Job a: In the manure thread, what does Joe4d use to drag a pasture?

--- begin Text section ---

I figure if the weather is nice and they're all outside, then I don't have to pick stalls. So, I pick the pastures instead. When the weather is nasty, I pick stalls and the pastures stay clean. Either way you look at it, somebody has to have poop pickin' detail! LOL!~


----------



## Joe4d (Sep 1, 2011)

feed textured feed and let the chickens do the work.


----------



## gunslinger (Sep 17, 2011)

My Newerspreader has helped tremendously with this, and my pastures love it.


----------



## Darrin (Jul 11, 2011)

Joe4d said:


> feed textured feed and let the chickens do the work.


My mom decided to get chickens and now dad is cussing them out. They also like to spread the manure pile around. It's amazing how much they can tear down a pile of poo.


----------



## Joe4d (Sep 1, 2011)

Darrin said:


> My mom decided to get chickens and now dad is cussing them out. They also like to spread the manure pile around. It's amazing how much they can tear down a pile of poo.


A manure pile is one of the worst things to have. Really there shouldnt even be one, If you have to pick it up from stalls or confined areas it should go straight to some kinda spreader. If it is in a pasture I use a drag harrow, basically a big section of heavy chain and drag the fields or like I do now let the chickens scatter it. I noticed with pelleted food the chickens dotn mess with the manure, so you have to feed enough whole grains that pass through to keep them interested.


----------



## Darrin (Jul 11, 2011)

Joe4d said:


> A manure pile is one of the worst things to have. Really there shouldnt even be one, If you have to pick it up from stalls or confined areas it should go straight to some kinda spreader. If it is in a pasture I use a drag harrow, basically a big section of heavy chain and drag the fields or like I do now let the chickens scatter it. I noticed with pelleted food the chickens dotn mess with the manure, so you have to feed enough whole grains that pass through to keep them interested.


My parents don't have much use for the manure themselves. The neighbor comes and gets it a couple times a year and spreads it around on his cow pasture. 

As for spreading it on their own pasture. For one, it's to wet to get on from Oct to May-June time frame. Horses are not allowed on it until after the hay has been taken off. Manure comes from the stalls and sacrificial mud pit that dad scrapes when it starts getting deep. 

Second, they don't need it as fertilizer either. Same said neighbor farms 10 of my parents acres and they drop the fence when he's fertilizing so he can hit their pasture at the same time. Their neighbor is a super nice guy and helps keep an eye out on my folks. Even has his own paid farmhands come do jobs for them when he sees dad doing something he shouldn't be.

--- end Text section ---
--- begin Entries provided ---

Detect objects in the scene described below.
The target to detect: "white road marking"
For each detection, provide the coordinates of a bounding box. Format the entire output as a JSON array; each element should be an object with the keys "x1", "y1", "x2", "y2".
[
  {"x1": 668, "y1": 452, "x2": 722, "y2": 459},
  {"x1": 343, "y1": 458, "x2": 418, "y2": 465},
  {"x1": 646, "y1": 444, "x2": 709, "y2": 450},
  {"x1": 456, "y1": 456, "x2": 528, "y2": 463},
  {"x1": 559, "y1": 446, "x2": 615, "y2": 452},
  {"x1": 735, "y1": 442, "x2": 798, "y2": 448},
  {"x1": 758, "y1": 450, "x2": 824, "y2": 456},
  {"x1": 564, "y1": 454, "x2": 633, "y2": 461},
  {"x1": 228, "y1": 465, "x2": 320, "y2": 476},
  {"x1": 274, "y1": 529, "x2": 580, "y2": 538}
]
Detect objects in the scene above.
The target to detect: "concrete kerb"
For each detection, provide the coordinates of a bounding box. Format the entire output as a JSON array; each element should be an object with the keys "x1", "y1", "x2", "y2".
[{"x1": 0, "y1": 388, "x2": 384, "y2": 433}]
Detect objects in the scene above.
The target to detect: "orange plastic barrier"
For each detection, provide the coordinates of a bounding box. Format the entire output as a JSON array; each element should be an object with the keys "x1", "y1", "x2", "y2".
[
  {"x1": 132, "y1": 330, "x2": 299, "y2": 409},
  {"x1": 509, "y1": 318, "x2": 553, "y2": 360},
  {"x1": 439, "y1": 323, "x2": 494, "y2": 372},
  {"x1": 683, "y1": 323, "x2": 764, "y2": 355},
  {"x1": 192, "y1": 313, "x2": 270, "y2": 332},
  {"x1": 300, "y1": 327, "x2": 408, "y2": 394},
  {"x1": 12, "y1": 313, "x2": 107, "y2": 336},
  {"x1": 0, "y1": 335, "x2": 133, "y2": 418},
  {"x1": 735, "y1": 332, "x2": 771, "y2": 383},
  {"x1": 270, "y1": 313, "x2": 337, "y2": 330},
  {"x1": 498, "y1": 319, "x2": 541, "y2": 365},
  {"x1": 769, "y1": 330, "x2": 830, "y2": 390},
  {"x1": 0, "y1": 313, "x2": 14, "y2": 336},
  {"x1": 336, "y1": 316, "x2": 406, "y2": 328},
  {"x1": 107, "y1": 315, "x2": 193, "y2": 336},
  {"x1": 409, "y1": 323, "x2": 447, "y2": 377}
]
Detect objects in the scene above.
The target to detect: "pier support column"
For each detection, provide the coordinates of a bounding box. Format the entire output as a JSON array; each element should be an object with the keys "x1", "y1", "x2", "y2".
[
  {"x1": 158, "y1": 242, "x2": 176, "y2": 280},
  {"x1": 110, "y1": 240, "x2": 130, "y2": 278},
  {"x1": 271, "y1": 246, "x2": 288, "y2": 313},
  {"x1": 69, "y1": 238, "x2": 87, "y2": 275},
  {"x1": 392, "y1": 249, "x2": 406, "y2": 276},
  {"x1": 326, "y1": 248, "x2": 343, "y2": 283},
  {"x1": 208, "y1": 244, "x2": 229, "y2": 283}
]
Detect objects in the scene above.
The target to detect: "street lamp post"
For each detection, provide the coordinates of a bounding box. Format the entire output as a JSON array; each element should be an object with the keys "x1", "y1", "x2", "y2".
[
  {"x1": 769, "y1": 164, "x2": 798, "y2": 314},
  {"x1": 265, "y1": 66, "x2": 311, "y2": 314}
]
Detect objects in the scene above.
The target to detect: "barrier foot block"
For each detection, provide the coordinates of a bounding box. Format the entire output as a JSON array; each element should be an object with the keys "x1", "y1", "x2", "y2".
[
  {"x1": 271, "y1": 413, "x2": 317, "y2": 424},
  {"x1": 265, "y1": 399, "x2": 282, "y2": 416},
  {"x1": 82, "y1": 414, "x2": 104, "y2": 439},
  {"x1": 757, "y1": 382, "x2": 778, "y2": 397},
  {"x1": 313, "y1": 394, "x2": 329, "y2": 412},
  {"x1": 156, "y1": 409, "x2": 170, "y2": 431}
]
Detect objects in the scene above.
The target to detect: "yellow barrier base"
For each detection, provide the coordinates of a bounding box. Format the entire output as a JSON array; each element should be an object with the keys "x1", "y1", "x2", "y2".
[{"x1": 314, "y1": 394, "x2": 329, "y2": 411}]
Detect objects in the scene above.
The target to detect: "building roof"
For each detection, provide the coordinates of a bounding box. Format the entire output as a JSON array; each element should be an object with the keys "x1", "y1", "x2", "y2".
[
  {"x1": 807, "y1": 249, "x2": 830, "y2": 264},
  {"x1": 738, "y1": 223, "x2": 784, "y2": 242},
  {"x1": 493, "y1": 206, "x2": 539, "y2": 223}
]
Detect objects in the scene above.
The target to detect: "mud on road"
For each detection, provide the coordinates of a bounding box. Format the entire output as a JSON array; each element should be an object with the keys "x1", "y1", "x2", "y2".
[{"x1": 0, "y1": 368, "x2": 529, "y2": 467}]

--- end Entries provided ---

Job b: Pull out every line of the records that contains the word "road".

Response a: A drag harrow, which is basically a big section of heavy chain.

Response b:
The target to detect: "white road marking"
The target to detect: "mud on road"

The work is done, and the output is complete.